* Work to do *
A: In the text on chefs, who documented the brigade de cuisine that many kitchen titles are based on?
B: Reproduce the passage of the text on chefs that runs from "There are different" to "or plastic toe-caps).".

* Document segment *

============

A chef is a professional cook and tradesman who is proficient in all aspects of food preparation, often focusing on a particular cuisine. The word "chef" is derived from the term  (), the director or head of a kitchen. Chefs can receive formal training from an institution, as well as by apprenticing with an experienced chef.

There are different terms that use the word chef in their titles, and deal with specific areas of food preparation. Examples include the sous-chef, who acts as the second-in-command in a kitchen, and the chef de partie, who handles a specific area of production. The kitchen brigade system is a hierarchy found in restaurants and hotels employing extensive staff, many of which use the word "chef" in their titles. Underneath the chefs are the kitchen assistants. A chef's standard uniform includes a hat (called a toque), neckerchief, double-breasted jacket, apron and sturdy shoes (that may include steel or plastic toe-caps).

Etymology
The word "chef" is derived (and shortened) from the term chef de cuisine (), the director or head of a kitchen. (The French word comes from Latin caput (head) and is cognate with English "chief"). In English, the title "chef" in the culinary profession originated in the haute cuisine of the 19th century. The culinary arts, among other aspects of the French language, introduced French loan words into the English language. The word is often used by itself as an honorific to address a chef by each other, apprentices, and waiting staff.

Titles

Various titles, detailed below, are given to those working in a professional kitchen and each can be considered a title for a type of chef. Many of the titles are based on the brigade de cuisine (or brigade system) documented by Auguste Escoffier, while others have a more general meaning depending on the individual kitchen.

Chef de cuisine

Other names include executive chef, chef manager, head chef, and master chef. This person is in charge of all activities related to the kitchen, which usually includes menu creation, management of kitchen staff, ordering and purchasing of inventory, controlling raw material costs and plating design. Chef de cuisine is the traditional French term from which the English word chef is derived. Head chef is often used to designate someone with the same duties as an executive chef, but there is usually someone in charge of a head chef, possibly making the larger executive decisions such as the direction of menu, the final authority in staff management decisions, and so on. This is often the case for executive chefs with multiple restaurants. Involved in checking the sensory evaluation of dishes after preparation and they are well aware of each sensory property of those specific dishes.

In the UK, the title executive chef normally applies to hotels with multi outlets in the same hotel. Other establishments in the UK tend to use the title head chef.

Sous-chef

The sous-chef de cuisine (under-chef of the kitchen) is the second-in-command and direct assistant of the chef de cuisine or head chef. This person may be responsible for scheduling the kitchen staff or substituting when the head chef is absent. Also, the sous-chef will fill in for or assist a chef de partie (line cook) when needed. This person is accountable for the kitchen's inventory, cleanliness, organization, and the continuing training of its entire staff. A sous-chef's duties can also include carrying out the head chef's directives, conducting line checks, and overseeing the timely rotation of all food products. Smaller operations may not have a sous-chef, while larger operations may have more than one.

============

* Data provided *
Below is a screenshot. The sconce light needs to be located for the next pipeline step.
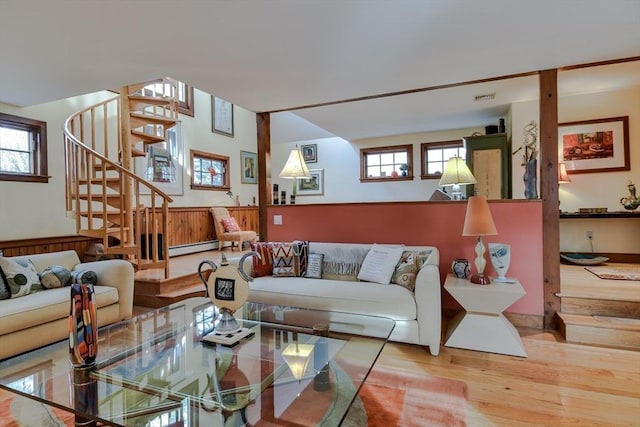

============

* Solved tasks *
A: Auguste Escoffier

B:
There are different terms that use the word chef in their titles, and deal with specific areas of food preparation. Examples include the sous-chef, who acts as the second-in-command in a kitchen, and the chef de partie, who handles a specific area of production. The kitchen brigade system is a hierarchy found in restaurants and hotels employing extensive staff, many of which use the word "chef" in their titles. Underneath the chefs are the kitchen assistants. A chef's standard uniform includes a hat (called a toque), neckerchief, double-breasted jacket, apron and sturdy shoes (that may include steel or plastic toe-caps).